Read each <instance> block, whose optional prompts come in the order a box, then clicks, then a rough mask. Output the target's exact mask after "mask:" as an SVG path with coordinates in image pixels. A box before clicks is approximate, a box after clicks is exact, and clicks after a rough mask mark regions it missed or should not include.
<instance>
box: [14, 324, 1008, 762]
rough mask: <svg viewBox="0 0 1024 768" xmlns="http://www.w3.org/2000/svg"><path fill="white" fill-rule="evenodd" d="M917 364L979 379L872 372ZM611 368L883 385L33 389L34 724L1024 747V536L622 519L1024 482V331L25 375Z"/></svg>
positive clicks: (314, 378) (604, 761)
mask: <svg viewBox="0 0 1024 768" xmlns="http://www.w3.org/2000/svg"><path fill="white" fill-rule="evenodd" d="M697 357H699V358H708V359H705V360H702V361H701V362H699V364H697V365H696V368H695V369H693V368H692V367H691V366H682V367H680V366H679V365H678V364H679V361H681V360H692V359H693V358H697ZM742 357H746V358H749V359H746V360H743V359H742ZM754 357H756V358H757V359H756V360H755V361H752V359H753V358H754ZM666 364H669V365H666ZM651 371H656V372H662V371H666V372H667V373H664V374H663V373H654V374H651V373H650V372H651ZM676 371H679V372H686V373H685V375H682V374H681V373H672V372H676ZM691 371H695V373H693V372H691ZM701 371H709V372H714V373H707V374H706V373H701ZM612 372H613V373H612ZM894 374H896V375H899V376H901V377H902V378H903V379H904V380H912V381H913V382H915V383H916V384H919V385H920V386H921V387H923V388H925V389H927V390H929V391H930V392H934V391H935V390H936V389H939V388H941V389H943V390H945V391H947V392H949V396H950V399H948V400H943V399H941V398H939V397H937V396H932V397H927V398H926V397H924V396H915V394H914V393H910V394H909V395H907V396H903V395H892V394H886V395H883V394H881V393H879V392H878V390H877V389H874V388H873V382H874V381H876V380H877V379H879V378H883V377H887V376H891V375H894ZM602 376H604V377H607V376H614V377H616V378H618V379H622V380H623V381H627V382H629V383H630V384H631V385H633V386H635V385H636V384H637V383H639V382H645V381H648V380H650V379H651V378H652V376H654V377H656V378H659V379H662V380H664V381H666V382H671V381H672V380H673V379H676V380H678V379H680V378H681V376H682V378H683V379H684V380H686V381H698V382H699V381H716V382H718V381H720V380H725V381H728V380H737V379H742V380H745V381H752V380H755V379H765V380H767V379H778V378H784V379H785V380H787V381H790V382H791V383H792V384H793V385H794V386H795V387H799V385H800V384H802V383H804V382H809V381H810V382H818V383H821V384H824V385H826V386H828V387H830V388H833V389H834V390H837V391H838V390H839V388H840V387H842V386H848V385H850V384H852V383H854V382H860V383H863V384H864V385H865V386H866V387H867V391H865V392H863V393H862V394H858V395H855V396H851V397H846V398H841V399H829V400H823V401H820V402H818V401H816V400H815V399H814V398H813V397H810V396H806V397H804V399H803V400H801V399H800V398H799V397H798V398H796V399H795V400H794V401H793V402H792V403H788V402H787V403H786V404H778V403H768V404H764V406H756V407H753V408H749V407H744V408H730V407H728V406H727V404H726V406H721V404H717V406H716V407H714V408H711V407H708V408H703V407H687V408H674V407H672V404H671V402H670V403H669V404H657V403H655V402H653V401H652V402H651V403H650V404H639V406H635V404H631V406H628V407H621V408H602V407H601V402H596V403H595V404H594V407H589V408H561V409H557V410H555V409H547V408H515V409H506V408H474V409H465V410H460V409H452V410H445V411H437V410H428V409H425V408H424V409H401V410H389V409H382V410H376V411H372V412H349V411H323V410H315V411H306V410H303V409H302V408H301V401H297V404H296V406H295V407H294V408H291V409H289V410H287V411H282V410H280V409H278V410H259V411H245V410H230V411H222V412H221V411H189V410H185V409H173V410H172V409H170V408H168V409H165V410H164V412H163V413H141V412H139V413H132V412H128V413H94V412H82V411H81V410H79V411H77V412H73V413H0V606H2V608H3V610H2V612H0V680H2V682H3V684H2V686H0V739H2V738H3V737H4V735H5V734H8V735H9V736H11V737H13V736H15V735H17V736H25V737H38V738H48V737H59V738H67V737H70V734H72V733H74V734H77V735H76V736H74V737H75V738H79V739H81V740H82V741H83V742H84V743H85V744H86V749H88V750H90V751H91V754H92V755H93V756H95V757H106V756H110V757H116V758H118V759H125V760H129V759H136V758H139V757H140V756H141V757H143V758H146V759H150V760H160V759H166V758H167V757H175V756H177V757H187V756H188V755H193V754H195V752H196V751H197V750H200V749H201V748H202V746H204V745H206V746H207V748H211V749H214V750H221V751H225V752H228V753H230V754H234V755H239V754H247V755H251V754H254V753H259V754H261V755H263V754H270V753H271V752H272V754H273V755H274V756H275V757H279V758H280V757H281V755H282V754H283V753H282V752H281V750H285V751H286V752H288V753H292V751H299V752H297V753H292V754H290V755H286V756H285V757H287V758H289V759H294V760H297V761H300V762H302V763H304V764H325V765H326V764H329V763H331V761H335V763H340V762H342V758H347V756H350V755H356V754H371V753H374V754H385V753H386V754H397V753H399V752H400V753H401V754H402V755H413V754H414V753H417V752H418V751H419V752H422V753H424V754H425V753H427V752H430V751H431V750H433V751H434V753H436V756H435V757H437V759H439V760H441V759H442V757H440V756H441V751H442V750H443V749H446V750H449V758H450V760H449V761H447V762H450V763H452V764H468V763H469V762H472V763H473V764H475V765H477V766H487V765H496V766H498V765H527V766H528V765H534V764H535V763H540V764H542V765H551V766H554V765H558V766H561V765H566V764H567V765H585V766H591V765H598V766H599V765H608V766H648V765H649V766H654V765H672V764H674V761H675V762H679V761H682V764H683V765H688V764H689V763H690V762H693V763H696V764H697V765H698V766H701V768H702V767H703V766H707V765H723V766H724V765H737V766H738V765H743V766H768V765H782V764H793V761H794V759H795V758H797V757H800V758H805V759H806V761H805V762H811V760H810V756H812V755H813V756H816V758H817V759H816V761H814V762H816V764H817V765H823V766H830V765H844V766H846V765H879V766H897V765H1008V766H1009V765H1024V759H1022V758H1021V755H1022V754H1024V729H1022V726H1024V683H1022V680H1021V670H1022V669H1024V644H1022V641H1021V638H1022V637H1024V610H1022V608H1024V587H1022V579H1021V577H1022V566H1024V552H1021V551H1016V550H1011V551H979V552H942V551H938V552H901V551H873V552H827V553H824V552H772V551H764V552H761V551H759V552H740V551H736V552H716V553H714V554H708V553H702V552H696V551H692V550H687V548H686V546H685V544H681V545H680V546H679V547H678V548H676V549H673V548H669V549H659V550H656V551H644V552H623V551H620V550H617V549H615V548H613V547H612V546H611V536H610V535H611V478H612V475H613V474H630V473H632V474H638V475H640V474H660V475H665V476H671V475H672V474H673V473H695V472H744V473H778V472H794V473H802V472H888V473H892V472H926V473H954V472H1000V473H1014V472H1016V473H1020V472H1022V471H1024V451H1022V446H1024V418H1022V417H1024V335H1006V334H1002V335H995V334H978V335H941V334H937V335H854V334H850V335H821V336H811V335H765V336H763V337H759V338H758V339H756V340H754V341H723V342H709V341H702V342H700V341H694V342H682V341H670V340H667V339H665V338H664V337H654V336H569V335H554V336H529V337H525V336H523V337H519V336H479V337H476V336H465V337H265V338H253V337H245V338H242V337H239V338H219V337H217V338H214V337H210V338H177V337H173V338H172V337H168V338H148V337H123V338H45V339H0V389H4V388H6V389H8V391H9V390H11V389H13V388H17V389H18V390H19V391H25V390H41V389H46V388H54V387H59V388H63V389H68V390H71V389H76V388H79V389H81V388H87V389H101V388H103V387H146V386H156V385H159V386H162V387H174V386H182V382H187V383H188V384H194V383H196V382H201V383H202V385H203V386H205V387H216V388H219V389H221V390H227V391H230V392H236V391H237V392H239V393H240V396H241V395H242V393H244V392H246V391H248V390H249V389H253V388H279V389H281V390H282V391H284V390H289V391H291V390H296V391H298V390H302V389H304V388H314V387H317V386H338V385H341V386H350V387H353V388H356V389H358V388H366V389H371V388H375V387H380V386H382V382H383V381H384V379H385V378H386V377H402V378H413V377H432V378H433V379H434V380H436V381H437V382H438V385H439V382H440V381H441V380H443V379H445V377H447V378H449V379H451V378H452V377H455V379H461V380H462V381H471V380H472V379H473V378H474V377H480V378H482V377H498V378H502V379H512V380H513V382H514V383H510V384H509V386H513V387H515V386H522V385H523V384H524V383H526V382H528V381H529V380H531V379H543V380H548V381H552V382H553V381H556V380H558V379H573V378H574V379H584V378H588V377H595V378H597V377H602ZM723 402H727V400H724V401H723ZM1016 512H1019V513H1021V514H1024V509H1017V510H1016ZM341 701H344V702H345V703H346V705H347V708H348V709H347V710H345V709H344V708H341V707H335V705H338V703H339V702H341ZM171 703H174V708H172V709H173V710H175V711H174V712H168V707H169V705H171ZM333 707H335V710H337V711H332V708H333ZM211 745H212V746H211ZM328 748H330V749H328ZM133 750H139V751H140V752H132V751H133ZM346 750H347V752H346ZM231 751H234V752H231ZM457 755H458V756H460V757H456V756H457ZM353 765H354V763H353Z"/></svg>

-- Exercise --
Transcribe only, please, the lines from the first line of the records through the line with "rough mask: <svg". Both of those lines are included.

-- Output of the exercise --
Read each <instance> block, whose optional prompts come in the order a box, then clicks, then a rough mask. Output the target's exact mask after "mask:" as an SVG path with coordinates in image pixels. A box before clicks is approximate, a box after clicks is exact, and clicks after a rough mask mark regions it missed or should not include.
<instance>
box: [14, 324, 1008, 762]
rough mask: <svg viewBox="0 0 1024 768" xmlns="http://www.w3.org/2000/svg"><path fill="white" fill-rule="evenodd" d="M917 364L979 379L872 372ZM611 368L883 385L33 389L34 724L1024 747V536L622 519L1024 482V331L25 375Z"/></svg>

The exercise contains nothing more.